Search code examples
pythoncsvnlpreadline

readline only print half of the results in a csv file


As titled, I have a csv file with 6 columns. For NLP processing I need to extract the 6th column(which is a review comment column) and transform it to a list of list of words using NLP.The code below is given by the instructor:

def read_twitter(fname):
    """ Read the given dataset into list and clean stop words. 
    
    Args: 
        fname (string): filename of Twitter Dataset
        
    Returns:
        list of list of words: we view each document as a list, including a list of all words 
    """
    twitter = []
    with open(fname,encoding="utf-8") as f:
        for line in f:
            tweet = f.readline().split(",")[5]
            
            # YOUR CLEANING CODE HERE
            #    - Clean tweet
            #    - Split into list words
            #    - Store list in twitter
            
    return twitter

Then we call the function read_twitter:

twitter = read_twitter('twitter.csv')

It should return some list of lists as required. However, with no codes added to the above part,I'm sure it should return an empty list.But it gives the following error:

IndexError Traceback (most recent call last) in

~\AppData\Local\Temp\ipykernel_15784\2512851317.py in read_twitter(fname)

 12         for line in f:

 13 

---> 14 tweet = f.readline().split(",")[5]

 15 

 16 

IndexError: list index out of range.

But when I tried to edit the above code and change it to:

def read_twitter(fname):
    """ Read the given dataset into list and clean stop words. 
    
    Args: 
        fname (string): filename of Twitter Dataset
        
    Returns:
        list of list of words: we view each document as a list, including a list of all words 
    """
    twitter = []
    with open(fname,encoding="utf-8") as f:
        for line in f:
            print(f.readline().split(",")[5])

[Object location annotation data]
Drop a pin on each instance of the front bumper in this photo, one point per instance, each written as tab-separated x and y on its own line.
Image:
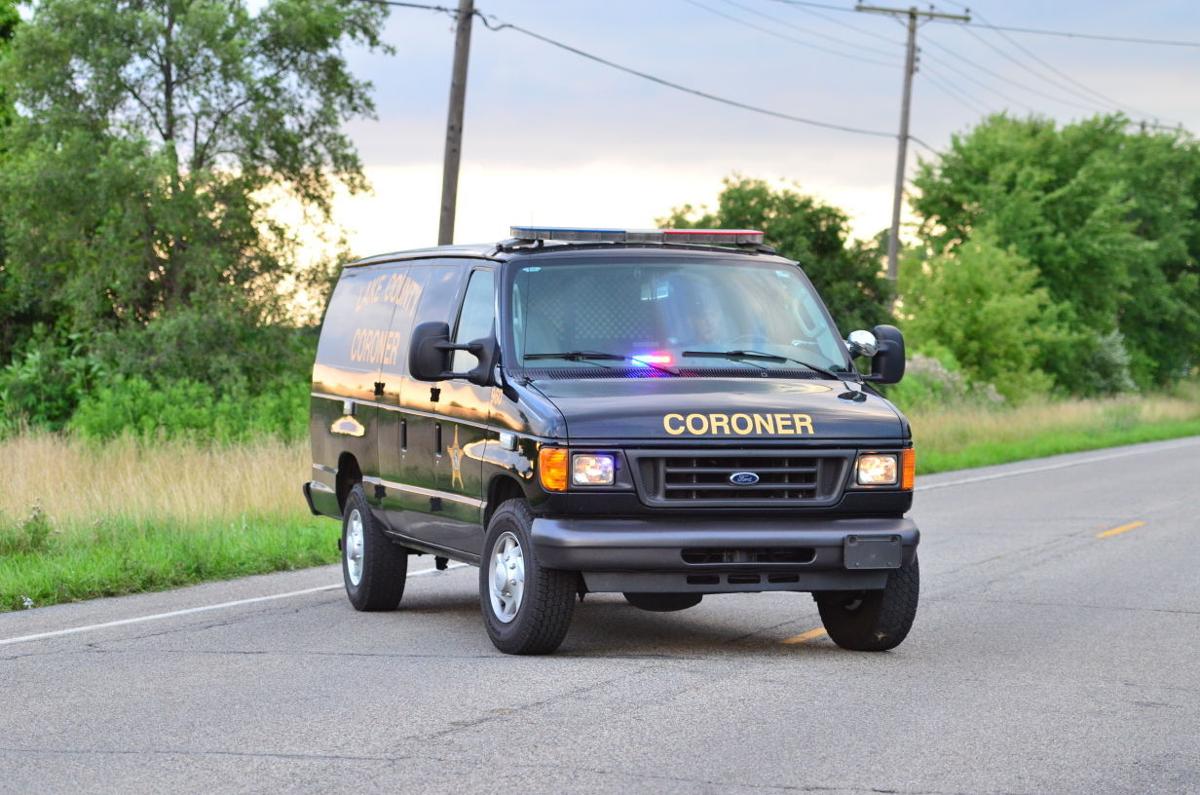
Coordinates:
720	555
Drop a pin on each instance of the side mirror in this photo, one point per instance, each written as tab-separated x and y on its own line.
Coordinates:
430	354
888	363
862	344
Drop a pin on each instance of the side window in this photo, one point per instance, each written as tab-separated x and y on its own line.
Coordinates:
357	330
477	316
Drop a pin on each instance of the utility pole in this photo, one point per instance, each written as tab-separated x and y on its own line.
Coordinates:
454	121
910	67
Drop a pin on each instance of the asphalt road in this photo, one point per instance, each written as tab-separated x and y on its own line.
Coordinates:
1047	656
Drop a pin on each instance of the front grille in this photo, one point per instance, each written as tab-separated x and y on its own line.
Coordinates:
703	478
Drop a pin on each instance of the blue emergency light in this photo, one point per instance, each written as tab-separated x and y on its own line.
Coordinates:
582	234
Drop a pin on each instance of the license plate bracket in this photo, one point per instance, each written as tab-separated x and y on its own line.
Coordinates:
867	553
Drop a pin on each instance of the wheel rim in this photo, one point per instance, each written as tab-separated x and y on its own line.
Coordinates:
354	550
507	583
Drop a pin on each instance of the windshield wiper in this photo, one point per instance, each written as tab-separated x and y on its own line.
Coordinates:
599	356
766	357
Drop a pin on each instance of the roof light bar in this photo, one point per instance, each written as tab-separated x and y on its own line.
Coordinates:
577	234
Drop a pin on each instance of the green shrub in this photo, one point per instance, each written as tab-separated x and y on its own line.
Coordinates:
193	411
937	382
982	304
45	382
33	535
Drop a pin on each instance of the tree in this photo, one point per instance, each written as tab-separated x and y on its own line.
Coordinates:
9	314
981	304
815	234
149	137
1109	220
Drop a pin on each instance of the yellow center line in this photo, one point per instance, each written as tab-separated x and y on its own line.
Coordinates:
1122	528
811	634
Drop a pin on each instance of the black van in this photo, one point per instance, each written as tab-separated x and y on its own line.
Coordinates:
665	414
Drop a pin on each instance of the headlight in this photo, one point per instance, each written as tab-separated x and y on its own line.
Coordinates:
592	470
877	470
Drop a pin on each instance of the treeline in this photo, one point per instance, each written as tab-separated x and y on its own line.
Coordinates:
1048	259
143	281
144	286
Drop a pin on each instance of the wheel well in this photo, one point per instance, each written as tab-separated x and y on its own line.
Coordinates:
501	488
348	473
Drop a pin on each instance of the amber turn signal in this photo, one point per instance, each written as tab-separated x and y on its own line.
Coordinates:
552	468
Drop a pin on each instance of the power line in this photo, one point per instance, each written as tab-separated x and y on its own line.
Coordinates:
922	144
1067	34
895	42
495	24
1084	93
787	37
423	6
954	93
910	66
985	87
1036	31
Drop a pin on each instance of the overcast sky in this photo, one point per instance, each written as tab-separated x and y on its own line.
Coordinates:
553	138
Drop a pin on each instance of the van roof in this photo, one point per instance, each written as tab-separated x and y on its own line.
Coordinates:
514	247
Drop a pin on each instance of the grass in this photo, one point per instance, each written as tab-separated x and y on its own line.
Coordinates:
959	438
81	520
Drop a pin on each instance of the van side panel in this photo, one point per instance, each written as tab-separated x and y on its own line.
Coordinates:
396	428
429	506
355	341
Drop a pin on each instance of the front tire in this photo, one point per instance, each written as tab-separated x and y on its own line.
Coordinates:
373	568
527	608
873	620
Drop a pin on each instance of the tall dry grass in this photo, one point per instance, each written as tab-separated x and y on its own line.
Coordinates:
951	429
77	483
190	484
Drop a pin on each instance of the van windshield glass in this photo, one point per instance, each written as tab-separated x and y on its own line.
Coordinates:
726	314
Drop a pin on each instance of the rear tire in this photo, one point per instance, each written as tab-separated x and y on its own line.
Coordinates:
664	602
373	568
527	608
873	620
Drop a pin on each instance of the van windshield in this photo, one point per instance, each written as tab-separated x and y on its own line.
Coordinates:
699	314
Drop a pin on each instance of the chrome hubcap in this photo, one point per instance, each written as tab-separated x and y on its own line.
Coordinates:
507	583
354	547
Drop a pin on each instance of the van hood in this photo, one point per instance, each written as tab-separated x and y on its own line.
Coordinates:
720	410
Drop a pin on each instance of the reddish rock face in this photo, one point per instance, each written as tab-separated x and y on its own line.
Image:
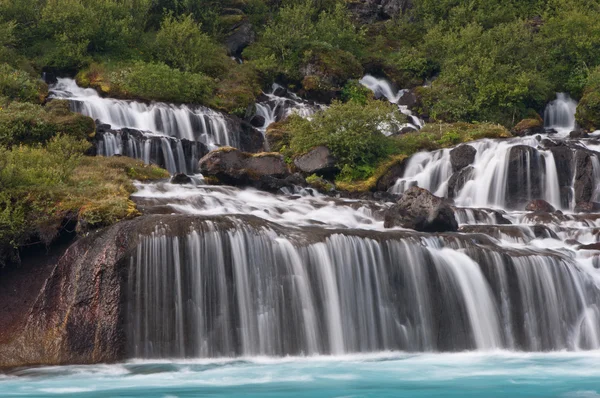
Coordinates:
71	312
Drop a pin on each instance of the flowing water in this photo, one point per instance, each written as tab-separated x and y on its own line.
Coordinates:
301	294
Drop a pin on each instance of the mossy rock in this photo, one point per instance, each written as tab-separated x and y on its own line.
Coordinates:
588	111
278	136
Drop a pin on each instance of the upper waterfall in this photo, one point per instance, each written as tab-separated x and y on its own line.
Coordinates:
560	113
383	88
194	123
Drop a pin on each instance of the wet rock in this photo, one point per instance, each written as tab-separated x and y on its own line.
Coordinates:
389	178
587	207
528	127
458	181
577	134
251	140
257	121
540	205
462	156
420	210
318	160
240	37
525	176
408	98
592	246
584	176
181	179
369	11
234	167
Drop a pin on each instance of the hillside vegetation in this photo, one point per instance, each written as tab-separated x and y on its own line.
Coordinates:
477	68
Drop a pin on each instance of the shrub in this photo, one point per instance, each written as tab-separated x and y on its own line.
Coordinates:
150	82
25	123
351	131
588	109
17	85
182	45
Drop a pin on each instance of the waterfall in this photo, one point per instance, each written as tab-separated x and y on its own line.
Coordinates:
384	89
280	103
560	114
505	174
175	155
237	289
194	123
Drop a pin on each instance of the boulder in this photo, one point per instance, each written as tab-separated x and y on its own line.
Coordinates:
458	181
258	121
587	207
462	156
524	176
181	179
234	167
240	37
318	160
540	205
528	127
420	210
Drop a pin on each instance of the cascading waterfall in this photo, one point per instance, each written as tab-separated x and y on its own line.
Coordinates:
504	174
179	121
175	155
275	107
560	114
237	290
383	88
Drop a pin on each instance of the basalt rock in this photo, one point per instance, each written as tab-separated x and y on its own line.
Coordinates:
181	179
240	37
540	205
462	156
234	167
525	176
458	181
318	160
528	127
422	211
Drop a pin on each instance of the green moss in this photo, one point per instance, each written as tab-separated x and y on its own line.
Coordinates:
26	123
40	187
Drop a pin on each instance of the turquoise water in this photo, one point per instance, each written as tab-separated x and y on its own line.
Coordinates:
382	375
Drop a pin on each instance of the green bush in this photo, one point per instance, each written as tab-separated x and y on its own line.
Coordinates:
159	82
350	130
588	109
182	45
25	123
17	85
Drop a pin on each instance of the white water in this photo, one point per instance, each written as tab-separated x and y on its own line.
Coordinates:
194	123
383	88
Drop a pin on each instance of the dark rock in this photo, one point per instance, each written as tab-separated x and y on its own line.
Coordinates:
408	98
584	176
369	11
576	134
587	207
103	128
250	139
318	160
540	205
525	176
592	246
420	210
234	167
240	37
458	181
389	178
181	179
528	127
257	121
462	156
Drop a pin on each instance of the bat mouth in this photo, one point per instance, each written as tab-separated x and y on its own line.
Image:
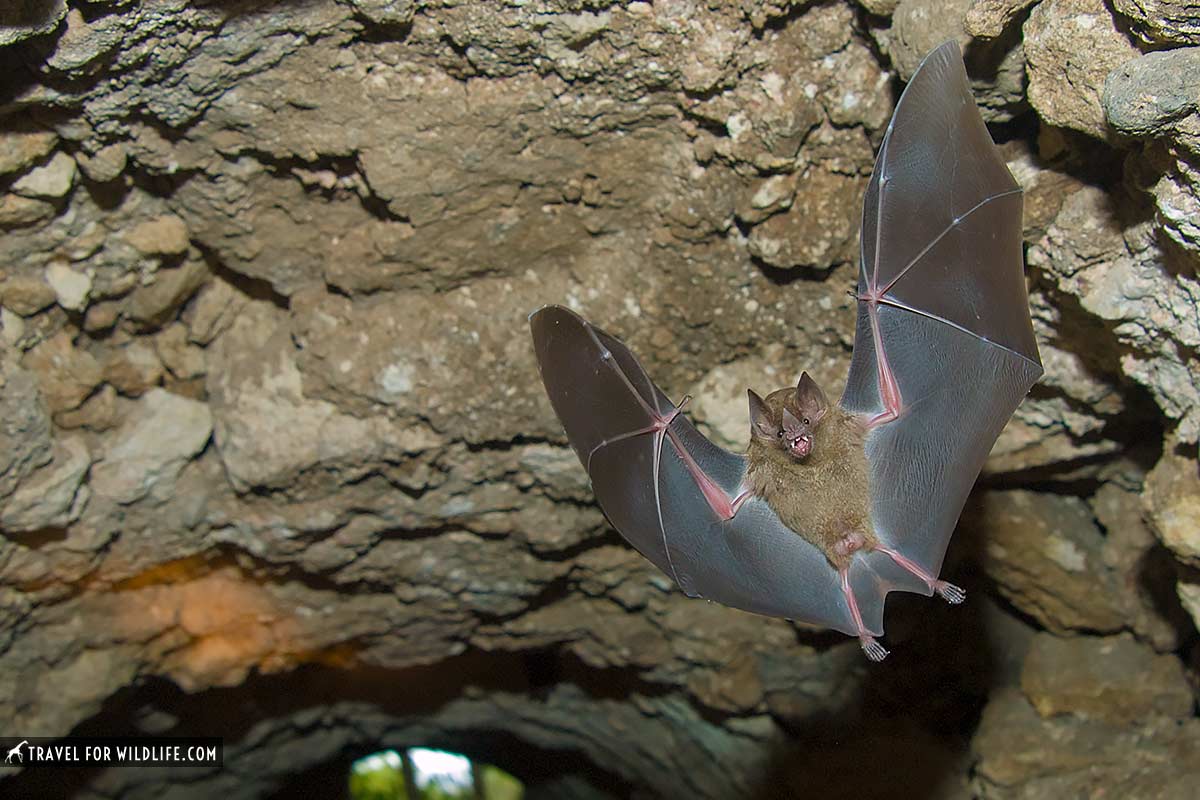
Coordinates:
801	446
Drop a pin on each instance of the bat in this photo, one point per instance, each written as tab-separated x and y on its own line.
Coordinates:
834	505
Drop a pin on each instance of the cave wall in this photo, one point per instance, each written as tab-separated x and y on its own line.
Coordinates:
276	464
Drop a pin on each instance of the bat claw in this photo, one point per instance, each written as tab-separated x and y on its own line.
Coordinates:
949	593
871	647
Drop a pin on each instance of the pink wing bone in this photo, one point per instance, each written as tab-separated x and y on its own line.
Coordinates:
660	427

To be done
Retype the readline question word for word, everything from "# YOUR CLEANING" down to "twitter = read_twitter('twitter.csv')".

Solution to the exercise
# YOUR CLEANING CODE HERE
            #    - Clean tweet
            #    - Split into list words
            #    - Store list in twitter
            
    return twitter

Then we call the function read_twitter:

twitter = read_twitter('twitter.csv')